— START Data supplied —

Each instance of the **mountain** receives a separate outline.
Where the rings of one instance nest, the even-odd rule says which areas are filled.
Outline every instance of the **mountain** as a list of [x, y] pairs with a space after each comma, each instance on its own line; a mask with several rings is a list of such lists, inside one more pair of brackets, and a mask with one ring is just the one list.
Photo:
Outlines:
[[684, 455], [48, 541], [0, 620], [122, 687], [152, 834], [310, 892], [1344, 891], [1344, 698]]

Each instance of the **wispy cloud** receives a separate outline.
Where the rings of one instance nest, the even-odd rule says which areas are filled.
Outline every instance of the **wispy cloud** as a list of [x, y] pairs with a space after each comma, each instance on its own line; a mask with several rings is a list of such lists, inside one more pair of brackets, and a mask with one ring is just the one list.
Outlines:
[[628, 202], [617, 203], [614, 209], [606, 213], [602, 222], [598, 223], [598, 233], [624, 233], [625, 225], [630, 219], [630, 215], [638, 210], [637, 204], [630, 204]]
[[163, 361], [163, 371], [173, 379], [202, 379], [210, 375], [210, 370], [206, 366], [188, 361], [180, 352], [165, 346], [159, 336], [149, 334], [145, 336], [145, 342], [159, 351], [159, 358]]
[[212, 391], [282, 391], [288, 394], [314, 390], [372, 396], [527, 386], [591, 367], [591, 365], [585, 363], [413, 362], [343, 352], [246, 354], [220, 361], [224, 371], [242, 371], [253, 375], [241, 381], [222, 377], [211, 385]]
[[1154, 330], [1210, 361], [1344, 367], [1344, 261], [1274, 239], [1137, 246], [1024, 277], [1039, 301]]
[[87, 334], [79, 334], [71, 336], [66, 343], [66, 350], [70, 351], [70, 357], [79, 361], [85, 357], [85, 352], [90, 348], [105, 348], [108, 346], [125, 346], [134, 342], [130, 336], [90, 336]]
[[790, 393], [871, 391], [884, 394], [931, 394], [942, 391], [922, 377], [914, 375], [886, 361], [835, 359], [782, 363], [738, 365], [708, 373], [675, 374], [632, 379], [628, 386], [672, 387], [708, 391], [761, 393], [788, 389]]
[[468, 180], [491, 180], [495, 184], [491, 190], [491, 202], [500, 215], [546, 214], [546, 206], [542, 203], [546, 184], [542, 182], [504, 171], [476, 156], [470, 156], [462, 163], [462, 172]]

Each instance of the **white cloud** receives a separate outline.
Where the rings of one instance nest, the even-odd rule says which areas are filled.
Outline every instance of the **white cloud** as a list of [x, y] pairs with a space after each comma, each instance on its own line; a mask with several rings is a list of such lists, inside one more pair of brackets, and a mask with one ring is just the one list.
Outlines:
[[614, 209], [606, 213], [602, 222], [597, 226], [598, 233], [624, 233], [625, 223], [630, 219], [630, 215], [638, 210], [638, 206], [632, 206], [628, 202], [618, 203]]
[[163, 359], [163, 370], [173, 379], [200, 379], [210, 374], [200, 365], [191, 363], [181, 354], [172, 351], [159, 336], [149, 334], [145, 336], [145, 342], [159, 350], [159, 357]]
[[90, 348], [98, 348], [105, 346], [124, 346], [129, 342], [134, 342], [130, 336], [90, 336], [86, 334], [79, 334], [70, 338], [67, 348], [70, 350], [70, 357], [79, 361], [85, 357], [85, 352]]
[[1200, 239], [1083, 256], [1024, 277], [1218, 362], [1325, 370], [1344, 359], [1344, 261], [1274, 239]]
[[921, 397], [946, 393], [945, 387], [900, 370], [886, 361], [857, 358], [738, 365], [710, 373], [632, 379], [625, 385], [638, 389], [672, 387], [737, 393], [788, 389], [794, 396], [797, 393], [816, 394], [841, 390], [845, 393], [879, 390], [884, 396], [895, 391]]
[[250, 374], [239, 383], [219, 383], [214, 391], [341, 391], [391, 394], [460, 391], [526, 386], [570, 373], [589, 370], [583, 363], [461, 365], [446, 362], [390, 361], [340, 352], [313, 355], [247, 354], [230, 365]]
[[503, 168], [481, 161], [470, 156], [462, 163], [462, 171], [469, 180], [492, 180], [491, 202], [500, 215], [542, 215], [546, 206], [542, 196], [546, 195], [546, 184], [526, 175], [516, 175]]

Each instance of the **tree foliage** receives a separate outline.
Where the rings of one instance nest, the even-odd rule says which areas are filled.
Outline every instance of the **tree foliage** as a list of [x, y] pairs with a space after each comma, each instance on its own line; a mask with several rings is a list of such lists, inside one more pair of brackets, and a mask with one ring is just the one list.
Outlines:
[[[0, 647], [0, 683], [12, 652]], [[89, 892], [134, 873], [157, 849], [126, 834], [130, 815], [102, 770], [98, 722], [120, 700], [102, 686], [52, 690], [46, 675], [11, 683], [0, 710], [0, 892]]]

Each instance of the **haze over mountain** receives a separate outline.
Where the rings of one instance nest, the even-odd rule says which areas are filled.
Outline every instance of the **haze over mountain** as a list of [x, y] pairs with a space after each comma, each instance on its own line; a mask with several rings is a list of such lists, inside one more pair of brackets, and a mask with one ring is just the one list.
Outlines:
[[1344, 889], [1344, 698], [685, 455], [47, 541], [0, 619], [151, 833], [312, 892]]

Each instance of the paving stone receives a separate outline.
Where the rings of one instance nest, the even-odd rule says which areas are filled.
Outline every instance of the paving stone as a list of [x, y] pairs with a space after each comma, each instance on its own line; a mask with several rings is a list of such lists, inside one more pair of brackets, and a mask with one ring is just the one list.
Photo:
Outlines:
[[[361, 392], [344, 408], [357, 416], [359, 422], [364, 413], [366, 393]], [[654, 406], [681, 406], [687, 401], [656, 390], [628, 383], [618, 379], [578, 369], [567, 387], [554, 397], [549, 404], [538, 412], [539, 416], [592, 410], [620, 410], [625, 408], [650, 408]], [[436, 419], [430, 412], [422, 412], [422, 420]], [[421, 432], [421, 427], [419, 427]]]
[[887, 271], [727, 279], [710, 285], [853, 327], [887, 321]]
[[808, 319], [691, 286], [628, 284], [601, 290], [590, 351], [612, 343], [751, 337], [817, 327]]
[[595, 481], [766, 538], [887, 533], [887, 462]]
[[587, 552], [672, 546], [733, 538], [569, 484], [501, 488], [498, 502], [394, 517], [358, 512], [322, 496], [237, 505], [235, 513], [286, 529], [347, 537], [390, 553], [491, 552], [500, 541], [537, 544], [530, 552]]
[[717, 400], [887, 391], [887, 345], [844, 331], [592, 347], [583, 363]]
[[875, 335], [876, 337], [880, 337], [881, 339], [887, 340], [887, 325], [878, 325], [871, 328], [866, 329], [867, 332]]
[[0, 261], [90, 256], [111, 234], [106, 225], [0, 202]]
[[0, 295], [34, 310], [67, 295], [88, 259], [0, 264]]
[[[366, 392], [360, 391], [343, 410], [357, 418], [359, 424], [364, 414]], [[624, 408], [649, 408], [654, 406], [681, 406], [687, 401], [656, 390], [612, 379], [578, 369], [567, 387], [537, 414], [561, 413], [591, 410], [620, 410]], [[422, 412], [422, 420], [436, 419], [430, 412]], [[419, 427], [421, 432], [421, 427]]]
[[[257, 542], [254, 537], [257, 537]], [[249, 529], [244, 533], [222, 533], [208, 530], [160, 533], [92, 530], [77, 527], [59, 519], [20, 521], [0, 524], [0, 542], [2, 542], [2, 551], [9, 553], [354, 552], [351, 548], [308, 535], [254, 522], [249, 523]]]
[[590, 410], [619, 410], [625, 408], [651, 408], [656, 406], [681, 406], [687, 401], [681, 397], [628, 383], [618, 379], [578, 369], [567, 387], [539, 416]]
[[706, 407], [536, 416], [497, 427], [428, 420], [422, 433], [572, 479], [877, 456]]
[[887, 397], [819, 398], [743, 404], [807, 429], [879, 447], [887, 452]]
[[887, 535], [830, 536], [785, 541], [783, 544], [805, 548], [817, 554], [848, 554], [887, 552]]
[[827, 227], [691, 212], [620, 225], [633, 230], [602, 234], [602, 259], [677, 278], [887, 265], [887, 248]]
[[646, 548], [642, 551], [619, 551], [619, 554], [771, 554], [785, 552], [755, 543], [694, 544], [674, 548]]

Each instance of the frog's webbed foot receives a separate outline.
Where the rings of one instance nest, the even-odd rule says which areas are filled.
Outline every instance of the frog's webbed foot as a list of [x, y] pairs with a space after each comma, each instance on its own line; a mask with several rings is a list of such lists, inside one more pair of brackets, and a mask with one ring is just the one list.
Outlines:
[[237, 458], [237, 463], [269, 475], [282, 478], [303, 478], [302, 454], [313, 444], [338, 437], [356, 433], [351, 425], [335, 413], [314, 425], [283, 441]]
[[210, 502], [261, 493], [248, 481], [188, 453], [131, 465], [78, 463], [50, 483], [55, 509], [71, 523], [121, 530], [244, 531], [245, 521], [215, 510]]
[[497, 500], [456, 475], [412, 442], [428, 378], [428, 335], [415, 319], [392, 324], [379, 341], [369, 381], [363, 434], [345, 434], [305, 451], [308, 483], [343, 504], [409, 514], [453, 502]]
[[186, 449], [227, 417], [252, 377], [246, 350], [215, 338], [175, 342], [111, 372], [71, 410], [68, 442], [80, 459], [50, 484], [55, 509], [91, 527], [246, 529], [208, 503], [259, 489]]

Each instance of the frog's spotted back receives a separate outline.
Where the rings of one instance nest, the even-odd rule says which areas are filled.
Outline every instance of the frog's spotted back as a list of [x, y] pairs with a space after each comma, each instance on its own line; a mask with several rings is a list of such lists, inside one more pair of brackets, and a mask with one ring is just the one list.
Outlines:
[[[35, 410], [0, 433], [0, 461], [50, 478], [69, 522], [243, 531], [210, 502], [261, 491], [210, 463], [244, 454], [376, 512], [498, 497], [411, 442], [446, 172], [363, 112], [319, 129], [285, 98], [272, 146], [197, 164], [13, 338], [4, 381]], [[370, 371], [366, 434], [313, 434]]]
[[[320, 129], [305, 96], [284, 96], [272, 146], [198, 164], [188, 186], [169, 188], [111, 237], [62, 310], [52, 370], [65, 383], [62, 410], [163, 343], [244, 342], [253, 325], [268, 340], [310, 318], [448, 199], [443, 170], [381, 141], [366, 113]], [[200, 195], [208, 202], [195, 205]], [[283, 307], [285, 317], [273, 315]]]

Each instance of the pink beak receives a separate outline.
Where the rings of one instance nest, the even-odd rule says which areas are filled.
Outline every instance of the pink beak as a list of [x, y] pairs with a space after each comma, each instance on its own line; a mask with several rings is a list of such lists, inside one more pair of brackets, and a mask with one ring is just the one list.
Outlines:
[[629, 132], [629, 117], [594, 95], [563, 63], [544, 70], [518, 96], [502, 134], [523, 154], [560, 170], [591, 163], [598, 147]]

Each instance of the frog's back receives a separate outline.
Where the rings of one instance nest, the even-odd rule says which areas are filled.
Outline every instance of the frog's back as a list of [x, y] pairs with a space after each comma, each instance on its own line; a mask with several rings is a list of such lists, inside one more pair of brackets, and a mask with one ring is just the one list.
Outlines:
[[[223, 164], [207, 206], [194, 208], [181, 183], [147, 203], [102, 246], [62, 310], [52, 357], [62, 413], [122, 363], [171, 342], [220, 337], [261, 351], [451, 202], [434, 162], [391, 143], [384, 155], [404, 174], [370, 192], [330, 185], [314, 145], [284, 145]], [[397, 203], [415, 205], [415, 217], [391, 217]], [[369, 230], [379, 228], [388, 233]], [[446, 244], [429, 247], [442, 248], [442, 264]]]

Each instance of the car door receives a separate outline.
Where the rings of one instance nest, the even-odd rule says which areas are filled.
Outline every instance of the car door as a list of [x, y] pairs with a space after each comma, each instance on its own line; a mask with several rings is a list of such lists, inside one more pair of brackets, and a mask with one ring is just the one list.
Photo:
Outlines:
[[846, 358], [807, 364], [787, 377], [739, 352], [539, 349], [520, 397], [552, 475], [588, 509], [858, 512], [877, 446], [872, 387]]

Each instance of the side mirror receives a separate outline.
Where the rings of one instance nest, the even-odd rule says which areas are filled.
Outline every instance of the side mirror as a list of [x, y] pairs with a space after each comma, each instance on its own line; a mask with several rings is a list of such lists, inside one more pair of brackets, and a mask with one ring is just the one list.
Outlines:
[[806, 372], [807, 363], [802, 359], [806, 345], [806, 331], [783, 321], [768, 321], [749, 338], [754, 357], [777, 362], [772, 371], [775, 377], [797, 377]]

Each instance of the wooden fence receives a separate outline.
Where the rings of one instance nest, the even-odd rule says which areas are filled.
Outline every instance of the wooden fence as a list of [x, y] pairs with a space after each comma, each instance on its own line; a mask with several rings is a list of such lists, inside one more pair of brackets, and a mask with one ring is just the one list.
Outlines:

— END Data supplied —

--- Written instruction ---
Output the data above as a two-column CSV with the header row input,output, starting with the line containing "Each instance of the **tree" and going on through the line containing "833], [312, 892]]", both included, and nothing else. Each row should pair a text with the answer that follows it, each in one quoted field with line breaks replaced by spaces.

--- Result ---
input,output
"Each instance of the **tree foliage** receives a separate outline. Where the rings of one instance nest, the even-odd rule says which areas are filled. Outline every instance of the **tree foliage** as a list of [x, y] pairs with a space after each comma, each instance on its own line; a mask with several rings is a list of such lists, inside one more pair of brackets, and a mask with one ring is just the one list. Outlines:","[[[0, 647], [0, 683], [12, 652]], [[89, 892], [134, 873], [157, 849], [126, 834], [130, 815], [102, 770], [98, 722], [120, 700], [102, 686], [52, 690], [46, 675], [11, 683], [0, 710], [0, 892]]]"
"Each instance of the **haze over mountain** receives a separate outline. Where the rings of one instance nest, the even-odd rule says which areas are filled. Outline every instance of the **haze over mountain** as a list of [x, y] pairs with a space after each comma, each instance on its own line; a mask with several rings is a list of such lists, inside one more pair of brackets, and a mask with one ring is just the one list. Outlines:","[[1344, 889], [1344, 698], [685, 455], [47, 541], [0, 619], [151, 833], [312, 892]]"